_Data shown_
---------------

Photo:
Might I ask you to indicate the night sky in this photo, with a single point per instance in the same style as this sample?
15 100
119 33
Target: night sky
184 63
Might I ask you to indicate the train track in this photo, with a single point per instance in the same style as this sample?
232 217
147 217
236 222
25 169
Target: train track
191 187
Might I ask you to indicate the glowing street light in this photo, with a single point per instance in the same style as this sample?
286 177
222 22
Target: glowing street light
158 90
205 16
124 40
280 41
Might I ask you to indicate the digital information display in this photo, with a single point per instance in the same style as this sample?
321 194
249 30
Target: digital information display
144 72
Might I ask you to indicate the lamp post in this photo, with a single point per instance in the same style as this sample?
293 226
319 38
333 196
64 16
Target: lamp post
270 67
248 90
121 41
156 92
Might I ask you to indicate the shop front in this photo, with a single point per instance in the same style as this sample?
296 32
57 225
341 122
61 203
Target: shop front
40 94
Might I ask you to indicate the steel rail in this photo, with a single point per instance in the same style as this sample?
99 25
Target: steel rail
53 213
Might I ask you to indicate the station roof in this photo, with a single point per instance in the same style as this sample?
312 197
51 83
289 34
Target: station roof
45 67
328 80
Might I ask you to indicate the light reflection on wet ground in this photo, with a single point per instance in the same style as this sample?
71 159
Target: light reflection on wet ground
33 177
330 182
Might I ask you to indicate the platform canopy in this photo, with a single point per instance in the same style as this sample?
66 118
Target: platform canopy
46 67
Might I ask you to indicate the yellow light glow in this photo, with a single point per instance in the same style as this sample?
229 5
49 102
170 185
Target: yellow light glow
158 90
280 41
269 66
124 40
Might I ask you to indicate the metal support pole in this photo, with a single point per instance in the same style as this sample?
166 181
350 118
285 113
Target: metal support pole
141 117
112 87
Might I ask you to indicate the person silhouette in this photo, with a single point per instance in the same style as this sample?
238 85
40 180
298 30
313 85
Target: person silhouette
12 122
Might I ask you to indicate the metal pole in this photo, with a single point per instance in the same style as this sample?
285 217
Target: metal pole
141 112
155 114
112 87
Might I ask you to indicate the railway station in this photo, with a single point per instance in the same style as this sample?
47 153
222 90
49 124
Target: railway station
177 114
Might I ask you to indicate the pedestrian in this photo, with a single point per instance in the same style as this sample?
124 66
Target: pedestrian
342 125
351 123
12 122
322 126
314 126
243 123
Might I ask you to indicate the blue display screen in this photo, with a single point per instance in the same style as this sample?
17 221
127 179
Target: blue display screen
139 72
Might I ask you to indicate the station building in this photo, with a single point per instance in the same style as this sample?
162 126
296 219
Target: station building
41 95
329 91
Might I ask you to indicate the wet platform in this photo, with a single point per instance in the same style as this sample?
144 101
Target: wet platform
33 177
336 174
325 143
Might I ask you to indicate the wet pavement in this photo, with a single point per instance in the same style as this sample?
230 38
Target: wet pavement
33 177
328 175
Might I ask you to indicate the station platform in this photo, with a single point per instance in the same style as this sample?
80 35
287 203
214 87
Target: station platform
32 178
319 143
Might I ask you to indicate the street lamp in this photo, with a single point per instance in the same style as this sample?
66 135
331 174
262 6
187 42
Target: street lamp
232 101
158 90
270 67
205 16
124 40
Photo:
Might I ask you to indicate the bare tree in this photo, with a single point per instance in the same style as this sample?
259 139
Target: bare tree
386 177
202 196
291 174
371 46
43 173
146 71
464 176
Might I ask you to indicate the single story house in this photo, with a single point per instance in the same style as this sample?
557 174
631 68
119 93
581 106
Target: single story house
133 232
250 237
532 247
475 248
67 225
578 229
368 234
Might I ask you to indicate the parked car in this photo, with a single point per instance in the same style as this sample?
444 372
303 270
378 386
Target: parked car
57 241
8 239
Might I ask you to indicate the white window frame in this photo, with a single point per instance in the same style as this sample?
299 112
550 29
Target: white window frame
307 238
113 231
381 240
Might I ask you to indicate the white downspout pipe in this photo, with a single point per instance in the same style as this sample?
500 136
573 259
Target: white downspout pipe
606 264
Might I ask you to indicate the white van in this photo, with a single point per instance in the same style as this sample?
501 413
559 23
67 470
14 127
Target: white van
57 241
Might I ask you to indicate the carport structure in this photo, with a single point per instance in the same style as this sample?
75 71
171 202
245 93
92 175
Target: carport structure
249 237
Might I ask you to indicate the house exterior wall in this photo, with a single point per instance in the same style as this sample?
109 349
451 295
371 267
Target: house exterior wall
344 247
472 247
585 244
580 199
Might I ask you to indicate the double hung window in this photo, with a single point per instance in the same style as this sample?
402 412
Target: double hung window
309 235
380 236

---------------

_To do_
Print the material once more, exactly.

_Complete output_
Photo:
Might I ask you to indicate the night sky in this photo, with a single point per instance in the same style as this sample?
15 100
119 33
Target: night sky
184 63
Might I ask you to indicate the train track in this photo, with a single point per instance in the same style as this sample?
232 217
147 217
236 222
25 169
Target: train track
191 187
Might I ask you to indicate the glowing street light in this photo, with a single point per instance in the same style as this sample?
286 177
222 22
Target: glowing street light
158 90
205 16
124 40
280 41
Might I ask you to indicate the digital information display in this photo, with a single point per instance in the same style as this sample?
321 194
249 30
Target: digital information display
144 72
Might I ask you to indicate the lamp post in this photo, with a single point per instance in the same style as this sample?
293 226
319 38
333 196
64 16
Target: lamp post
270 67
248 90
121 41
156 92
Might I ask you to indicate the shop front in this photo, with a single point per instance in the same style as this sample?
296 32
57 225
341 122
61 203
Target: shop front
40 94
Might I ask you to indicate the steel rail in this photo, with a single point per instance in the same style as this sample?
99 25
Target: steel rail
53 213
Might I ask you to indicate the station roof in this photo, with a single point per instance in the same style as this sample?
312 197
51 83
289 34
Target: station roof
45 67
328 80
Might I ask you to indicate the light reflection on wet ground in this photo, with a single point per instance in the same style as this sample?
71 159
Target: light reflection on wet ground
33 177
330 182
Might I ask you to indicate the platform canopy in this photo, with a single point per instance in the same style as this sample?
66 118
Target: platform canopy
46 67
Might I ask you to indicate the yellow light glow in this photo, with a single point per instance in the same style as this sample?
229 5
49 102
170 185
Target: yellow light glow
158 90
280 41
269 66
124 40
Might I ask you to indicate the metal support pole in this photo, with a single point per instance in the same style as this sample?
166 181
350 118
285 113
Target: metal support pole
141 117
112 87
Might I ask you to indicate the person silhouette in this photo, with a single point per instance in the same style as this sample?
238 85
40 180
298 30
313 85
Target: person silhouette
12 122
Might I ask you to indicate the metal pole in this photo, with a single point per instance in the same style as this sample?
285 217
Target: metal pole
141 112
155 114
112 87
Might I ask you to indicate the railway station in this photo, with a single point per instance in the same style as this sample?
47 153
222 90
49 124
Target: railway station
177 114
Might I ask you to indicate the pedestrian in this photo, with a single point per instance in the same style as this sample?
124 66
Target: pedestrian
342 125
351 123
12 122
322 126
314 126
243 123
Might I ask you to indicate the blue display screen in this photo, with a single point per instance in the same style as this sample?
17 221
127 179
Target: blue display screen
139 72
Might I ask you to indicate the station building in this photo, with a single point per instance in the same style as this sample?
162 126
296 219
Target: station building
41 95
329 91
Might I ask you to indicate the wet platform in this photo, with a single point per instance in the same style as this sample?
144 101
Target: wet platform
33 177
336 174
325 143
Might I ask you to indicate the wet pavement in this photo, with a single point per instance in the same style as this sample?
230 38
Target: wet pavement
33 177
328 175
Might I ask you to indicate the station platform in this photo, with a single point per instance in the same style as this sample?
80 35
287 203
214 87
Target: station platform
32 178
319 143
Might I ask you to indicate the street lamp in this photo, with a single point per instance in the same style as this sample?
66 135
331 174
262 6
187 42
Target: street lamp
232 101
158 90
270 67
205 16
124 40
Photo:
Might I ask you to indicate the bare tree in this photo, with a single point per instance in the same style as this sample?
259 139
Target: bare tree
386 177
202 196
291 174
371 46
43 173
146 71
464 176
Might I ask you to indicate the single story house in this photo, with a single point per instance in the same style as this sample?
557 174
631 68
119 93
581 106
Target: single story house
133 232
250 237
532 247
475 248
67 225
578 229
368 234
Might I ask you to indicate the parked car in this photo, with a single point per instance in the same style as this sample?
444 372
303 270
378 386
Target: parked car
57 241
8 239
Might I ask you to indicate the white window frame in this photo, with a single point per instance in the same style as this sample?
299 112
550 29
Target: white window frame
307 238
113 231
381 240
Might I ask you to indicate the white downspout pipe in this photo, with a single point per instance in the same style as this sample?
500 136
573 259
Target: white downspout pipe
606 264
Might I ask you to indicate the white van in this photo, with a single point per instance in the same style as this sample?
501 413
559 23
67 470
14 127
Target: white van
57 241
Might I ask you to indicate the carport structure in this photo, with a single point per instance in the same style as this sample?
75 71
171 202
245 93
92 175
Target: carport structure
249 237
Might I ask you to indicate the house exterior wall in this photo, with a single point per instance in the same style as this sample?
109 349
451 295
371 267
Target: house exterior wall
344 247
472 247
585 244
580 199
Might I ask you to indicate the double hung window in this photo, with a single point per instance in the same style as this sample?
402 412
Target: double hung window
309 235
380 236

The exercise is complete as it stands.